* _PROVIDED DATA_:
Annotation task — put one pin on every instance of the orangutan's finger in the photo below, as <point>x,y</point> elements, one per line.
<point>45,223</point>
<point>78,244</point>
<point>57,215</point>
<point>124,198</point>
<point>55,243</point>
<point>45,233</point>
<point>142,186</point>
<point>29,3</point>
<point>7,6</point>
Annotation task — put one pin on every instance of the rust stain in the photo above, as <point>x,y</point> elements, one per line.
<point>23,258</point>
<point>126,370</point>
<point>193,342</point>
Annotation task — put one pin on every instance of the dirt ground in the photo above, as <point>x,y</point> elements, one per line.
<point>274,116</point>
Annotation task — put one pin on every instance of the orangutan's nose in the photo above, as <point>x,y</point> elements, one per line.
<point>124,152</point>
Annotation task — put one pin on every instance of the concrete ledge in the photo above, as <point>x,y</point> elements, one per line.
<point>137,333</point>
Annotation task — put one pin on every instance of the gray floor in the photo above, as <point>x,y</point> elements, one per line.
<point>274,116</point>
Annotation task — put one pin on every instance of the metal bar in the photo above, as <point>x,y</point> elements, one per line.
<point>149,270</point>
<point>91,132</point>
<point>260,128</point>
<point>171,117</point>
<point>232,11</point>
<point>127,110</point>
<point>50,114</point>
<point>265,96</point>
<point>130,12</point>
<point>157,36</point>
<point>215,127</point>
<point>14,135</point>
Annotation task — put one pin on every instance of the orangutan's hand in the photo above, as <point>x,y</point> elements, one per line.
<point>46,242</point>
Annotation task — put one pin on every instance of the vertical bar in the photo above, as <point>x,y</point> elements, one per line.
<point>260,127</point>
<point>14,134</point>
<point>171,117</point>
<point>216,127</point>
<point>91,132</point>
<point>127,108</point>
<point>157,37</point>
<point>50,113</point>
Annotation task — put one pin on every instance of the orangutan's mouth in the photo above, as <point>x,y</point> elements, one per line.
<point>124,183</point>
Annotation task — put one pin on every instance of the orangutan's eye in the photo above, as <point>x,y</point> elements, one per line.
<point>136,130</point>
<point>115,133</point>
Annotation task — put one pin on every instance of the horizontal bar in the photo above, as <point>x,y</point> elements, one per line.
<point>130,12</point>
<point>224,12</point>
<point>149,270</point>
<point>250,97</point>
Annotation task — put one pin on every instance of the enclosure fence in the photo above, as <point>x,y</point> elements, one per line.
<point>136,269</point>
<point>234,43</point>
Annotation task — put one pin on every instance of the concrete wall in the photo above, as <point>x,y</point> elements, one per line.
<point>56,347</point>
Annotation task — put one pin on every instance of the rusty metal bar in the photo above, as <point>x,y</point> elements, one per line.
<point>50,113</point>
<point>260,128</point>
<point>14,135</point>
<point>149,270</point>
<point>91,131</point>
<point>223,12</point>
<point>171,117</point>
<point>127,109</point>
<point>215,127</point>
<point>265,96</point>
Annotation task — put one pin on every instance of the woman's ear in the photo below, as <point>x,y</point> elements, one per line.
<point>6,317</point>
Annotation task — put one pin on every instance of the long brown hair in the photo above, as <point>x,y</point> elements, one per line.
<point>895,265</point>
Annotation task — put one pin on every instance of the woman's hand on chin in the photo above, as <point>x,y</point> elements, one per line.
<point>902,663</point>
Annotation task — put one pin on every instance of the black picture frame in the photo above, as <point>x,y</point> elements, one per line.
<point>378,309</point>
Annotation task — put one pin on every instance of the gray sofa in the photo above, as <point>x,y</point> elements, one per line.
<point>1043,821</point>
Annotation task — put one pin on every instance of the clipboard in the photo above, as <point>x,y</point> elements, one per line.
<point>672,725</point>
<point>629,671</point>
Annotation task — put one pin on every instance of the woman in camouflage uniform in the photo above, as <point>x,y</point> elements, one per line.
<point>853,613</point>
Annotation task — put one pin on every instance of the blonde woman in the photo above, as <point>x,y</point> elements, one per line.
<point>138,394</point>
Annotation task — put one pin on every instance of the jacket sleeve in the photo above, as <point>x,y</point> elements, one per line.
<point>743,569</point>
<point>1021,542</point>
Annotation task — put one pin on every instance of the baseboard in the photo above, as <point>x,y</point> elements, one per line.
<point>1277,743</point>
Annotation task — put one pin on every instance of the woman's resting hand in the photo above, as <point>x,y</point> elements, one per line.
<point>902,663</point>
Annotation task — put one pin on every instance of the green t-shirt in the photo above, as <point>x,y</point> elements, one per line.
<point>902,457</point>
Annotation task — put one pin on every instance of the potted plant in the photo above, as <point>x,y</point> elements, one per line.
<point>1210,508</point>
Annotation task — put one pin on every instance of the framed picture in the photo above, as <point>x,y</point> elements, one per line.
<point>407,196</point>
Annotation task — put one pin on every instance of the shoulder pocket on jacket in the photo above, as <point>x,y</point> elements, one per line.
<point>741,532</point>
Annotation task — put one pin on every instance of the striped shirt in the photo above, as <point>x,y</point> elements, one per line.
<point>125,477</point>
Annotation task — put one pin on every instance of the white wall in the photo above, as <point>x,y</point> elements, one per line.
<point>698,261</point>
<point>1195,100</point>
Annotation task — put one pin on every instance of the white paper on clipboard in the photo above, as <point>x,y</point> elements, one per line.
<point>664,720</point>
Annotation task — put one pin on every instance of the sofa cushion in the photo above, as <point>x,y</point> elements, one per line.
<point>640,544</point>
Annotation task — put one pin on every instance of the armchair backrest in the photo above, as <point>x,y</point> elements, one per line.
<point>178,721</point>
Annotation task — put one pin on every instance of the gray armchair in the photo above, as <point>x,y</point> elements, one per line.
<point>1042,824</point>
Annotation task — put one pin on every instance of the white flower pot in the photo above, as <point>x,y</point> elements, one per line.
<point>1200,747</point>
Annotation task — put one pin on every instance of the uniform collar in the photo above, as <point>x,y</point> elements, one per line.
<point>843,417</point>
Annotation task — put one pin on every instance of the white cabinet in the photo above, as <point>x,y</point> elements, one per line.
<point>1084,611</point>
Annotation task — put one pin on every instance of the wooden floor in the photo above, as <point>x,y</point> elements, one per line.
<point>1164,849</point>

* _SHORT TASK_: Quote exactly the line containing "of the armchair" and every later line through the end of the listing, and no other lines.

* _EXERCISE RESULT_:
Annotation task — put one pin on every instance of the armchair backrest in the photo above, as <point>x,y</point> elements, one per line.
<point>178,721</point>
Annotation task — put one pin on every instance of the gray armchair in the photo above, as <point>x,y</point> elements, one per line.
<point>1042,824</point>
Annotation task — put one pin on every instance of the white flower pot in the photo above, as <point>x,y</point> elements, one per line.
<point>1200,747</point>
Annotation task — put one pin on every instance of the uniform collar in the photo above, as <point>x,y</point> elements, one per line.
<point>843,417</point>
Annotation task — put one pin on every instance of the white cabinet in the photo above, as <point>x,y</point> elements, one per line.
<point>1084,611</point>
Annotation task — put one pin on every instance of the wooden floor in the photo above, as <point>x,y</point> elements, one per line.
<point>1164,849</point>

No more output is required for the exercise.